Work to be completed — Can you continue the text below on Crucible volume storage, starting after its final sentence?

— start Text —

Volume Construction Requests
Nexus will create, store, and send Volume Construction Requests, which is a
JSON serializable enum describing the volume topology to create. All the
receiving end (propolis, etc) has to do is call Volume::construct
with the
construction request in order to obtain a Volume object that can then be used
normally.
Block migration task
Block migration (also known as the Scrubber) is responsible for copying all the data from a read only volume to the underlying read write subvolume. The scrubber should allow writes to the subvolume and not over write them with data from the read only volume.
Some assumptions/requirements:
The scrubber “lives” in the volume layer.
Data arrives at the volume layer unencrypted, all the encryption/decryption happens in the guest/upstairs layers (below the volume layer).
The scrubber only has to send data from RO to the subvolume(s), never to propolis or out to a guest.
The existence of a blocks checksum is used to determine if that block has been written or not.
In the Volume Layer:
Scrubber reads data from the RO side (starts with block 0).
Scrubber constructs a WriteUnwritten IO (looks very similar to a write).
Scrubber sends this WriteUnwritten to the subvolume.
On ACK, the scrubber moves on to the next block (keeps track of where it is).
Scrubber will send a flush when it reaches the end of an extent, and should only update the flush point when (all??) downstairs have returned ACK’s. Do we need to have three? Can it still work if two are present?
Regular IOs can continue. If an IO is below the scrub point, then can go direct to subvolume. If an IO is above the scrub point, then the usual path that exists now will be taken of reading both RO and subvolume.
SubVolume:
Takes the WriteUnwritten op, sends it to each downstairs.
Treated a little differently (maybe?), requires an ACK from all three downstairs?
Downstairs:
Receives WriteUnwritten.
Tries to read block in question, if that block is unwritten (has no hash), then it will write the data to the block. If the block has data, then no action is taken. Each block is checked independently.
Return WriteUnwrittenACK back to upstairs.
Interfaces
Nexus ↔ Crucible Agent
This interface is used by Nexus to allocate storage resources and assign them to a VM.
Workflow for creating a Virtual Volume:
User selects a volume size.
The requested volume size LBA is divided into segments and each segment is assigned (by Nexus) to three downstairs who will provide a 3-way mirror of the data for that segment. If the volume size is small enough, there may only be a single segment.
│ Volume LBA │ │ broken into Region Sets │ ┌───────┬───────┬-----┬───────┐ └───┬───┴───┬───┴-----┴───┬───┘ Each Region Set is provided │ │ │ by a triplet of downstairs │ │ │ ┌────────────────┘ └─┐ └─-- Additional downstairs │ │ if needed, depends ┌──────────────┐ ┌──────────────┐ on size of the volume ┌─┴────────────┐ │ ┌─┴────────────┐ │ ┌─┴────────────┐ │ │ ┌─┴────────────┐ │ │ │ │ │ │ │ │ │ │ │ Crucible │ │ │ │ Crucible │ │ │ │ Downstairs │ │ │ │ Downstairs │ │ │ │ │ ├─┘ │ │ ├─┘ │ ├─┘ │ ├─┘ └──────────────┘ └──────────────┘
Nexus sends to each Crucible Agent the size of the segment along with UUIDs describing both the overall storage volume and a UUID for this specific downstairs.

— end Text —
— start Entries provided —

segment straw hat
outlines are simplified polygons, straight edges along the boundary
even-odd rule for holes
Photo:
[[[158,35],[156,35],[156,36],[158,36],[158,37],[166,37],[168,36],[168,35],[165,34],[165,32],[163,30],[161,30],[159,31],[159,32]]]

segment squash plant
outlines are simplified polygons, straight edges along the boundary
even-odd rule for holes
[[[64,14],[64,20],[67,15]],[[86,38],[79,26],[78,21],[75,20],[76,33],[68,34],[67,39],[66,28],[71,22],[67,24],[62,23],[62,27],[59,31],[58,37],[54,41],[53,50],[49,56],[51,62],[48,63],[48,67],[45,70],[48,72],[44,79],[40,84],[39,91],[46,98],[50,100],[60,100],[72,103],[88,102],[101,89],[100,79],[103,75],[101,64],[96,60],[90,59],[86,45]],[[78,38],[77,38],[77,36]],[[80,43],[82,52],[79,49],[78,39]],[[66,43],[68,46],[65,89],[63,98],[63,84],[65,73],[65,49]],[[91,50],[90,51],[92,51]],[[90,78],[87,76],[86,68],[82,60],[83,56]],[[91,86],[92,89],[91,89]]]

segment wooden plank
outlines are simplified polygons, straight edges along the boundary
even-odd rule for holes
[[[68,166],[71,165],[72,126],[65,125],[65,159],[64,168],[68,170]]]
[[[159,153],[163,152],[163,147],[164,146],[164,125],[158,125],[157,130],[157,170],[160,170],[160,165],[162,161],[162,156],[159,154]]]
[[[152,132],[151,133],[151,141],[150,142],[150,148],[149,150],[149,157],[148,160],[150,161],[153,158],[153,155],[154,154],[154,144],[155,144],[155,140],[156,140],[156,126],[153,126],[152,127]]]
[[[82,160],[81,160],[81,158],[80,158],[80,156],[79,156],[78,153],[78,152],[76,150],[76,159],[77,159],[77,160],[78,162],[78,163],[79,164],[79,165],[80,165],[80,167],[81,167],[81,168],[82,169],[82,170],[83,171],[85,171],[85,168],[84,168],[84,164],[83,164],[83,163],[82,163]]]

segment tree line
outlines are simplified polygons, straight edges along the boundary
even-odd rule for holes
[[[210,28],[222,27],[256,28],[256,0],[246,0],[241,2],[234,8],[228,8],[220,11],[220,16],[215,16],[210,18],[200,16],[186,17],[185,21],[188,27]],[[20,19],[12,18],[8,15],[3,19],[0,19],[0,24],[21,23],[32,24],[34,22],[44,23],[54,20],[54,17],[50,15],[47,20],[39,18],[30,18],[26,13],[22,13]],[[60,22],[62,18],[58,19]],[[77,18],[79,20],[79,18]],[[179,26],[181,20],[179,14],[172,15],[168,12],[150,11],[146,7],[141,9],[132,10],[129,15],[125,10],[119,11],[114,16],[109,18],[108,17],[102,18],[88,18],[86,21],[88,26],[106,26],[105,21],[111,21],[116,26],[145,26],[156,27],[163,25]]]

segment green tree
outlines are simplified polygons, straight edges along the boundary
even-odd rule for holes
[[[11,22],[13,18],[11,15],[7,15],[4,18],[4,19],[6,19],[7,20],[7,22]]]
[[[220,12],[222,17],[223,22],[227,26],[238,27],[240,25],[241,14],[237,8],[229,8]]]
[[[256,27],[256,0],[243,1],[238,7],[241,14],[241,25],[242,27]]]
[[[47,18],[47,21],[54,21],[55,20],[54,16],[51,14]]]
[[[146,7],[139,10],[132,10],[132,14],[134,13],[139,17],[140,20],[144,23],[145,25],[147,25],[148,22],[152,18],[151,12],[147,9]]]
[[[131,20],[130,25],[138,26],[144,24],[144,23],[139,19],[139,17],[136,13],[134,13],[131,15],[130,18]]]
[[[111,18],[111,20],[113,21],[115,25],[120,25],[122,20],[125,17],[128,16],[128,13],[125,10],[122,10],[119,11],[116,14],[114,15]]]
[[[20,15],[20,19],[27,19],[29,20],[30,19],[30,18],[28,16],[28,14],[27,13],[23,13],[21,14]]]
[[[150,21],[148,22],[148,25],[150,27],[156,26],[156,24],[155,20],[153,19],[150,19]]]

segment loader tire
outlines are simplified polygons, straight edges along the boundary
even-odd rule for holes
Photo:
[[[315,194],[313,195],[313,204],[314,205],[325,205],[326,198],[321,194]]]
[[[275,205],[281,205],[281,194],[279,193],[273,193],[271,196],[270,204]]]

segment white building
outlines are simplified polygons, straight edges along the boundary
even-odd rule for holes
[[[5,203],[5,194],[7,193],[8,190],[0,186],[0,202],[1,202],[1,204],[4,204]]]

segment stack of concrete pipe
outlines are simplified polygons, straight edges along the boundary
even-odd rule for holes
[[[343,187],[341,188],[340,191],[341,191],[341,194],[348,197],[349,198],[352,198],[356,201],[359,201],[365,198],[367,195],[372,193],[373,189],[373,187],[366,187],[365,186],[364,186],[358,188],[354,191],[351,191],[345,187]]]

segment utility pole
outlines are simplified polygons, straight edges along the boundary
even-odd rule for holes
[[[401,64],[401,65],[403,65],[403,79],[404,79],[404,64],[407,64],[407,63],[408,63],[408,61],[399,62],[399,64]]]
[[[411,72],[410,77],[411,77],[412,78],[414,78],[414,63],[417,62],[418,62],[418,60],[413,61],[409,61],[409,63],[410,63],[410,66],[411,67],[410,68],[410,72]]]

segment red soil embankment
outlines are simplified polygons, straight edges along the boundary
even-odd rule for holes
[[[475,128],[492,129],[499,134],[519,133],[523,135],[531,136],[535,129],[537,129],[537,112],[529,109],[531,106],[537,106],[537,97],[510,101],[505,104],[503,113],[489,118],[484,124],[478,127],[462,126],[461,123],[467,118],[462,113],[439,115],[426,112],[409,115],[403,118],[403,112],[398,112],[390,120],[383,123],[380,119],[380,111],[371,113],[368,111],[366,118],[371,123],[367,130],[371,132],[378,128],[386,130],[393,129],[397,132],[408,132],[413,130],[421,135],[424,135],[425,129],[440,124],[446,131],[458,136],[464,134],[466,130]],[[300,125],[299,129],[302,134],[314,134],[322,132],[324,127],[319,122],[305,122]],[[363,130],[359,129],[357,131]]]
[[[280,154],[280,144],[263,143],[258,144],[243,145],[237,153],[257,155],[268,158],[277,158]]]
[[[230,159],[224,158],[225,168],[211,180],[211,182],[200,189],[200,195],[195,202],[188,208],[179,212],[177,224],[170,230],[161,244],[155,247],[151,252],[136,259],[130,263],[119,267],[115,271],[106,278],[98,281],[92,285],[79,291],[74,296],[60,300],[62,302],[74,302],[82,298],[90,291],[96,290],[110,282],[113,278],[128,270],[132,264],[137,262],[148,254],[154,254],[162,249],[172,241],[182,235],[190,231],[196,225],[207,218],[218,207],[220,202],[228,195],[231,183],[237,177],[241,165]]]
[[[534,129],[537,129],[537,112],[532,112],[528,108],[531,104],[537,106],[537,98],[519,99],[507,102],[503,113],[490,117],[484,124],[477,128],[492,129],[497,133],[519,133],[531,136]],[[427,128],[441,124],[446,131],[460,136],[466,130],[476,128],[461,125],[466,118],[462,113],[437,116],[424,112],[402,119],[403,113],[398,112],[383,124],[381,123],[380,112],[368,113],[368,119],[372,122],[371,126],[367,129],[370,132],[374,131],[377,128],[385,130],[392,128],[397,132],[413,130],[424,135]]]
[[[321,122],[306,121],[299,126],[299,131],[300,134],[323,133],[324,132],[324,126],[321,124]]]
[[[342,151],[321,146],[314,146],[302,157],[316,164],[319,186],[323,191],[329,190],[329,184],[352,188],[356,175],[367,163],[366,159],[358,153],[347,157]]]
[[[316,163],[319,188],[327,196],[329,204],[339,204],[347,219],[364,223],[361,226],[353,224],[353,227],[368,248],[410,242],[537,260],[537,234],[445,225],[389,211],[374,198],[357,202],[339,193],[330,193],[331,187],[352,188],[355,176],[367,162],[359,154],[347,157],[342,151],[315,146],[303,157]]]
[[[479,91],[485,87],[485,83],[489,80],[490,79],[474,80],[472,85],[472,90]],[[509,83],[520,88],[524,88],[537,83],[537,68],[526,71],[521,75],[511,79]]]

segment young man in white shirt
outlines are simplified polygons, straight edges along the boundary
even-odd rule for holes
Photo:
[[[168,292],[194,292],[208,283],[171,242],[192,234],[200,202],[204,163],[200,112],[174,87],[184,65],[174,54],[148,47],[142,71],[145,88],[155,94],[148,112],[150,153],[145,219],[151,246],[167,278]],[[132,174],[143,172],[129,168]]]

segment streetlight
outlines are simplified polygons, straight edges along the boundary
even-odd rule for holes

— end Entries provided —

Output below —
Each Crucible Agent will create the "Region" on the ZFS file system the zone lives on.
Once the region is created, the Crucible Agent either starts a new downstairs process or selects a running downstairs to be responsible for the new region.
Finally, the downstairs port number and any other needed info is reported back to Nexus.
Nexus then passes the list of downstairs I.P.'s, port number, UUIDs, and any certificates or keys to Propolis.
Propolis ↔ Upstairs
Propolis will use the Guest to communicate with an Upstairs. Each Guest will implement basic read, write, and flush functionality, plus some Crucible specific functions.
Importantly, Propolis will handle all device emulation. Users will select NVMe, virtio, or some other device whose block requests will be fulfilled by Crucible, and Crucible will be none the wiser.
The actual work (encryption, network I/O) will occur on another set of threads Upstairs manages (e.g., a tokio runtime).
Completion will be through a callback Upstairs provided by Propolis at setup time.
Rate limiting can be done in both Propolis and the Upstairs. Upstairs will have more information about its internals that is not available to Propolis (i.e. if one of the three downstairs is having trouble keeping up). It would make sense to have a limit at Propolis. Some consideration was given to having the network switch implement bandwidth limits for storage traffic, but this may be too little too late, though could prevent a bad actor from a DOS attack on the network backplane.
Crucible details
Activation
When an Upstairs connects to a Downstairs, part of the negotiation that occurs will involve a process called "Activation". The Upstairs requests to be Active, and sends along a few parameters:
the Upstairs' UUID
a unique session UUID
the Upstairs' generation (shortened to gen) number
a boolean where true is requesting a read-only activation, and false is requesting a read-write activation.
a boolean where true is expecting the Downstairs to have its encrypted flag set to true, and false is expecting false.
Between different connections, the Upstairs UUID remains the same, and the session UUID changes. This allows for future optimizations, such as handling different cases:
a connection with the same Upstairs UUID, session UUID, and gen number may be a network blip.
a connection with the same Upstairs UUID and gen number but different session UUID may result from the Upstairs crashing and restarting.
A Downstairs can be started in either read-write or read-only mode. A Downstairs launched in read-only mode will return an error for any operation that modifies on-disk state - typically, a Downstairs that is launched to serve data from a ZFS snapshot directory will be in read-only mode, and regular Downstairs will be in read-write mode.
If there is a mismatch in the Upstair’s requested mode (read-only or read-write) and the Downstair’s mode, the activation is rejected by the Downstairs. Similarly, if there is a mismatch in the encryption expectation, the activation will be rejected.
Each Upstairs must use a unique UUID, as this disambiguates the job IDs that arrive at the Downstairs. Generation number will be used to deactivate old connections so that at most one Upstairs with a certain UUID is connected and active.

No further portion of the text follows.